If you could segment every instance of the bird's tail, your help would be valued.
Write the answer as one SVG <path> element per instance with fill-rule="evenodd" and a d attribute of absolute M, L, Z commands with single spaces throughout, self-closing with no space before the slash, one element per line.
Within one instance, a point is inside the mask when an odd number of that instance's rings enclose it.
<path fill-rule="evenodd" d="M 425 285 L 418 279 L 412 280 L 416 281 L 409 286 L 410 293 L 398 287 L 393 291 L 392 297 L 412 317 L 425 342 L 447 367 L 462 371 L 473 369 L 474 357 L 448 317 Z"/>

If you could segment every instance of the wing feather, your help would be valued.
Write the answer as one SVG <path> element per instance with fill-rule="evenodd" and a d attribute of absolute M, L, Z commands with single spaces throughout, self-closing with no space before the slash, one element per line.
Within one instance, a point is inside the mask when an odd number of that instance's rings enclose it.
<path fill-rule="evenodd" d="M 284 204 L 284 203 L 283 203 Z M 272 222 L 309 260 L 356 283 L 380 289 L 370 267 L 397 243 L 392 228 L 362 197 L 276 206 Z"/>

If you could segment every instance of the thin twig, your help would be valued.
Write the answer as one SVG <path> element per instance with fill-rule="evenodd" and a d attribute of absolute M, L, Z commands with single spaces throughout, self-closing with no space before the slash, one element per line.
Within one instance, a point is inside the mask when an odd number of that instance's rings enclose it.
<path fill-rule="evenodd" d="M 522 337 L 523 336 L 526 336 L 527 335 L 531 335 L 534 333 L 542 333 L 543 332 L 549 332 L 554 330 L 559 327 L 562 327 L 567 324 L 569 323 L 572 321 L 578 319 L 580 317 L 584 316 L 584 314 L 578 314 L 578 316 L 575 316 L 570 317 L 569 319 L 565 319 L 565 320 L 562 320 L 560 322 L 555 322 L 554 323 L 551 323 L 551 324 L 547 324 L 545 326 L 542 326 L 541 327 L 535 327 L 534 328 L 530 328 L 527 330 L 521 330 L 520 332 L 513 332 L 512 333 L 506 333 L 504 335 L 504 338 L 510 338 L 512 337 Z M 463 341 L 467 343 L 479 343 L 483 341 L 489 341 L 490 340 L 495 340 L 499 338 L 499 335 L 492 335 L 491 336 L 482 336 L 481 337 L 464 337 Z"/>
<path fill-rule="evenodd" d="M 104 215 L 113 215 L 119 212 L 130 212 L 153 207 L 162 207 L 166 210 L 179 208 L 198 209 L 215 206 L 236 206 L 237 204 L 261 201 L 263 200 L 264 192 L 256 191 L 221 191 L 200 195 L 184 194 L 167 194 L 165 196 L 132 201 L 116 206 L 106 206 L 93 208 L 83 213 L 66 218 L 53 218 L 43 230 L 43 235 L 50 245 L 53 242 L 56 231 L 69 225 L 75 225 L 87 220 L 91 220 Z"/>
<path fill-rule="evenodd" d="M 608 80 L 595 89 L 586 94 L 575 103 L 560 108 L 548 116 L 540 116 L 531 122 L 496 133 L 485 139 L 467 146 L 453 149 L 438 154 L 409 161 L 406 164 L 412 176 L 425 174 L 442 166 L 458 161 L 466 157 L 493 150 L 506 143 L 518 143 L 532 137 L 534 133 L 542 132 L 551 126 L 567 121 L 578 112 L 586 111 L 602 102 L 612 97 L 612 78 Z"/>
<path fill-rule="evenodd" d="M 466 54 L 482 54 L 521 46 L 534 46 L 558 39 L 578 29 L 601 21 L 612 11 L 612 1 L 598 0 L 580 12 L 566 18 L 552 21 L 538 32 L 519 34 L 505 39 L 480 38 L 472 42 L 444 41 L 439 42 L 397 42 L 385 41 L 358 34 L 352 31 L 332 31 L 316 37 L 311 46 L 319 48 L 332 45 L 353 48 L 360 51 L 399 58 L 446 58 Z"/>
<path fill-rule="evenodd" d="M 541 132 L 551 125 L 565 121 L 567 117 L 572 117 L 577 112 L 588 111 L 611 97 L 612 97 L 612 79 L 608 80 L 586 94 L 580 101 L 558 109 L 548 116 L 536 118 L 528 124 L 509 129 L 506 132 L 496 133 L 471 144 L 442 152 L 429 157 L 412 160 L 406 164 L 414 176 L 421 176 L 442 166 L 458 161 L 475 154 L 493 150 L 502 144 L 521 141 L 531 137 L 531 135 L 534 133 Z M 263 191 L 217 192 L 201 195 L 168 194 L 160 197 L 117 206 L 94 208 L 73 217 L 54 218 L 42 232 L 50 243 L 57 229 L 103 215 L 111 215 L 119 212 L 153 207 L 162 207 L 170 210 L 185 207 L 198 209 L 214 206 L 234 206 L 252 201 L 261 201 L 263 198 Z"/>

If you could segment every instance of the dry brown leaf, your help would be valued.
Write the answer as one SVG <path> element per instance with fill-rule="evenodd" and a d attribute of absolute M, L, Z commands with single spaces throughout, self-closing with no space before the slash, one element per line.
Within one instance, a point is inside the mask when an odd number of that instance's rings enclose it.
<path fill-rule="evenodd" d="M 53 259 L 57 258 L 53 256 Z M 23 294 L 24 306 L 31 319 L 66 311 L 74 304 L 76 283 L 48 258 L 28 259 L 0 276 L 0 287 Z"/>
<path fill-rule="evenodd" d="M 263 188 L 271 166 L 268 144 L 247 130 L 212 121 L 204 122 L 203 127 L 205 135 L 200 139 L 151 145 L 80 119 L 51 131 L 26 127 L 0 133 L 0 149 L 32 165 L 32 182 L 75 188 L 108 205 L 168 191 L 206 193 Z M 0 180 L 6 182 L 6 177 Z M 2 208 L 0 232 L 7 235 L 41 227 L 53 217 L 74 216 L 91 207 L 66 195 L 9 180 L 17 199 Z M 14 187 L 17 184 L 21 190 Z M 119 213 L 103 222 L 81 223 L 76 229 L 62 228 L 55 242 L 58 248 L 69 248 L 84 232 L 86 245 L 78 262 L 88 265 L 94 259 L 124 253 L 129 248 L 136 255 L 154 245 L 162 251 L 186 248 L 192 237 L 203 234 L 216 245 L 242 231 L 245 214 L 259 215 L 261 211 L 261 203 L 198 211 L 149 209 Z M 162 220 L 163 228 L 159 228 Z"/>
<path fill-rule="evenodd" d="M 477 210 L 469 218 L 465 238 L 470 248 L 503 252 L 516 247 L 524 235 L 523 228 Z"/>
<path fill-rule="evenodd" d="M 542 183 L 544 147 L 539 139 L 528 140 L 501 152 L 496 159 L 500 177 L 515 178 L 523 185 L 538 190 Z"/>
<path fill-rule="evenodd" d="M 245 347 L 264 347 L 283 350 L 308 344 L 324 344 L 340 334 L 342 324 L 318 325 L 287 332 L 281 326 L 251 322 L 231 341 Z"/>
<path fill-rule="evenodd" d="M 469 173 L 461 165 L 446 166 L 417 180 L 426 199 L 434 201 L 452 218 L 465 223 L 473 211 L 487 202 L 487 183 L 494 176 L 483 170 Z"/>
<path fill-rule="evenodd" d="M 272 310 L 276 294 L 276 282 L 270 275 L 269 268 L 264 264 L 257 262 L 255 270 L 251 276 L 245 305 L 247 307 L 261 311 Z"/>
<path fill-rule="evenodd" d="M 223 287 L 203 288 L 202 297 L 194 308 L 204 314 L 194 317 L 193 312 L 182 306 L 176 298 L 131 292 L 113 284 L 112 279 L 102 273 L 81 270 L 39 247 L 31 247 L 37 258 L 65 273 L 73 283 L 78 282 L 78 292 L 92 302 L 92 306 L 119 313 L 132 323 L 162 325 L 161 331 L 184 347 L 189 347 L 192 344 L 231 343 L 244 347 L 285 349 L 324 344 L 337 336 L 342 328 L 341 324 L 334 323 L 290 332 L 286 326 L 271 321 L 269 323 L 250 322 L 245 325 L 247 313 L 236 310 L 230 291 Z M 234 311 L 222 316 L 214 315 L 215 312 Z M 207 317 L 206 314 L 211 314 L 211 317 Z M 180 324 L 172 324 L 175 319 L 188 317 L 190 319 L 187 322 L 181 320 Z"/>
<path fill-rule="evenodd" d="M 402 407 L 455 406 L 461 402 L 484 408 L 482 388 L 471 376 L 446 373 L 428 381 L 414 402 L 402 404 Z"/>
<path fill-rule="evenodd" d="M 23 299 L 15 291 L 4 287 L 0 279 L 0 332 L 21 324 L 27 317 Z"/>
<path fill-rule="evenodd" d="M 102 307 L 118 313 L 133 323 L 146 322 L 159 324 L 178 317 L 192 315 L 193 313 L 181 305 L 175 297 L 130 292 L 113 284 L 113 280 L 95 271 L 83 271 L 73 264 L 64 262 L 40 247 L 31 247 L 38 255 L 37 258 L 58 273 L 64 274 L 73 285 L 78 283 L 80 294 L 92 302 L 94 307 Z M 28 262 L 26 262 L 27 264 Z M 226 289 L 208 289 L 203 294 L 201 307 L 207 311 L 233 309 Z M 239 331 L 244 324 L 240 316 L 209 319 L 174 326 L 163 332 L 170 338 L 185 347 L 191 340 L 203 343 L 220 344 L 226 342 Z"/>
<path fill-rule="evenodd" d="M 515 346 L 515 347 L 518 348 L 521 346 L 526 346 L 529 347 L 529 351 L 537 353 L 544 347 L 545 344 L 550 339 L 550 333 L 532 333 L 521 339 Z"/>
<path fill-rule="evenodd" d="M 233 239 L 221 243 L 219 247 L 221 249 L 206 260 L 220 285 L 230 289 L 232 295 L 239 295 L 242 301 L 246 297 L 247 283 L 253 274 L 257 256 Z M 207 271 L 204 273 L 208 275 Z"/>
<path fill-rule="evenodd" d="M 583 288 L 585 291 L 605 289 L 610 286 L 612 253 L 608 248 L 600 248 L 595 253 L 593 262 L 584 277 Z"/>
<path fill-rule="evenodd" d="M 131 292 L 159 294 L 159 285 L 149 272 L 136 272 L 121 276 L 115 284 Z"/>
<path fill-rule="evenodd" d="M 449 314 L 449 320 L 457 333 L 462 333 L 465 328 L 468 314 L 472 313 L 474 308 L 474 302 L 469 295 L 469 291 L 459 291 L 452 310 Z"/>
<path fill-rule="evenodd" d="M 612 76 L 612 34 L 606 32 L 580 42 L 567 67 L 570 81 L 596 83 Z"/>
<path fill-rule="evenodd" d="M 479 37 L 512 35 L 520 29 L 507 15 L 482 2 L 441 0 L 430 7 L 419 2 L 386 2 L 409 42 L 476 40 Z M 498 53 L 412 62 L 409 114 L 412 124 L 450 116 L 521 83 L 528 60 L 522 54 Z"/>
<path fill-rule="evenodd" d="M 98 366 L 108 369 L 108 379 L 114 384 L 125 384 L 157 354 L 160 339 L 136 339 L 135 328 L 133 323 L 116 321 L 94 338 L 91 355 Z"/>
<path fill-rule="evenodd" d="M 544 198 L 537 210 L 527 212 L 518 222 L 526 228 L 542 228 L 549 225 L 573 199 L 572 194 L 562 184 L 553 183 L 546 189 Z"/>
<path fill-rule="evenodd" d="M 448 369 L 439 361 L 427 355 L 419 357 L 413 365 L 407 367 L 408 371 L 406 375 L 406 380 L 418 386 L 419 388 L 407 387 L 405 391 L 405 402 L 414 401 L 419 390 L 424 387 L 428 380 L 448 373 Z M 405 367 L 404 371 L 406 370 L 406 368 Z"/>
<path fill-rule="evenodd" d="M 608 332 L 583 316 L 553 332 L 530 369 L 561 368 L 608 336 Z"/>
§ §
Repeat the entries above word for word, starting with the line containing "If you could segment every instance of the thin" and going on through the line containing "522 337 L 523".

If you could segment every instance of the thin twig, your help would be valued.
Write the answer as one SVG <path> element per instance with fill-rule="evenodd" and a d attribute of absolute M, L, Z commands with single spaces throughout, self-closing with no space before the slash, one element per line.
Within one instance, a point is inside the mask when an odd number of that instance's rings enclose it.
<path fill-rule="evenodd" d="M 522 337 L 523 336 L 526 336 L 527 335 L 531 335 L 534 333 L 542 333 L 543 332 L 549 332 L 554 330 L 559 327 L 562 327 L 567 324 L 569 323 L 572 321 L 578 319 L 580 317 L 584 316 L 584 314 L 578 314 L 578 316 L 575 316 L 570 317 L 569 319 L 565 319 L 565 320 L 562 320 L 560 322 L 555 322 L 554 323 L 551 323 L 551 324 L 547 324 L 545 326 L 542 326 L 541 327 L 535 327 L 534 328 L 530 328 L 527 330 L 521 330 L 520 332 L 513 332 L 512 333 L 506 333 L 504 335 L 504 338 L 510 338 L 512 337 Z M 463 341 L 467 343 L 479 343 L 483 341 L 489 341 L 490 340 L 495 340 L 499 338 L 499 335 L 492 335 L 491 336 L 482 336 L 481 337 L 464 337 Z"/>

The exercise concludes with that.